(Named object pointing entries)
'''

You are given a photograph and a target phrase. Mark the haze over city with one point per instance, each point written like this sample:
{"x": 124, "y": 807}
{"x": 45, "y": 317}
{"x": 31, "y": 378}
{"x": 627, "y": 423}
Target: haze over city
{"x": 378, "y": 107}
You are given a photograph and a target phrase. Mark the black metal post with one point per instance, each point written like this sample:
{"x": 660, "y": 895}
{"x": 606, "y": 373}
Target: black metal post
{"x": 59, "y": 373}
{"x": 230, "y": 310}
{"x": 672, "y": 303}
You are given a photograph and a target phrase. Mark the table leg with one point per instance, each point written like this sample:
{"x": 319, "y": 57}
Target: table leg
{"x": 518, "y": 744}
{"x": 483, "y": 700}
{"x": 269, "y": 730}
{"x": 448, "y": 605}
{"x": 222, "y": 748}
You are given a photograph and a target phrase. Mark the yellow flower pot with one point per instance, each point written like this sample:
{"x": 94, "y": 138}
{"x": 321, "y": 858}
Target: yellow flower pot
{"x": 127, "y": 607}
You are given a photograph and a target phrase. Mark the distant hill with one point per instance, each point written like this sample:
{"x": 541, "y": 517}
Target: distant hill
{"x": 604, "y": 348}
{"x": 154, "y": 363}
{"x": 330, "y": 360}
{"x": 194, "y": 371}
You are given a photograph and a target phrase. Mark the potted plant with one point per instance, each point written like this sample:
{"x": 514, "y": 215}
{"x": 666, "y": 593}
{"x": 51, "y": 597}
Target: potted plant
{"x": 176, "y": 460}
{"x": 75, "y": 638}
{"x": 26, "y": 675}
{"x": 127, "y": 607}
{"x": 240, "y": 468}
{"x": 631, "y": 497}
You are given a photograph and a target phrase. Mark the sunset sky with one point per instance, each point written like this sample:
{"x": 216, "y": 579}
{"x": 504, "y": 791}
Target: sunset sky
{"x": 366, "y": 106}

'''

__Task instructions__:
Can you copy every line of the records above without changing anything?

__Solution to this task__:
You are given a photograph and a target phrase. Mark the haze over city with one point per instance, each point written like this sample:
{"x": 124, "y": 807}
{"x": 45, "y": 317}
{"x": 31, "y": 378}
{"x": 627, "y": 423}
Target: haze over city
{"x": 378, "y": 107}
You are given a photograph and a target phrase. Mark the black metal post with one point per instance, each point written like this sample:
{"x": 660, "y": 895}
{"x": 606, "y": 373}
Target: black metal post
{"x": 59, "y": 373}
{"x": 230, "y": 310}
{"x": 672, "y": 303}
You are given a photograph and a target phrase. Mark the table leg with one point per instance, each point written like this sample:
{"x": 319, "y": 57}
Target: table leg
{"x": 518, "y": 744}
{"x": 483, "y": 700}
{"x": 269, "y": 730}
{"x": 448, "y": 605}
{"x": 222, "y": 748}
You are given a photograph and a target phrase. Mark the yellow flower pot with one point per instance, each point written like this sample:
{"x": 94, "y": 138}
{"x": 321, "y": 858}
Target: yellow flower pot
{"x": 127, "y": 607}
You are given a photograph and a target phrase. Mark the distant hill with one point per instance, each point written like this sample:
{"x": 541, "y": 517}
Target: distant hill
{"x": 604, "y": 348}
{"x": 154, "y": 363}
{"x": 330, "y": 360}
{"x": 194, "y": 371}
You are given a photograph and a target phrase. Mark the potted plant with one point per instance, each point written like this sample:
{"x": 514, "y": 215}
{"x": 666, "y": 593}
{"x": 51, "y": 597}
Target: potted plant
{"x": 176, "y": 460}
{"x": 75, "y": 638}
{"x": 26, "y": 675}
{"x": 127, "y": 607}
{"x": 240, "y": 468}
{"x": 631, "y": 497}
You are given a photograph and a target phrase. Mark the sunset sky with one point per instance, each point written like this sample:
{"x": 216, "y": 579}
{"x": 504, "y": 791}
Target: sunset sky
{"x": 366, "y": 106}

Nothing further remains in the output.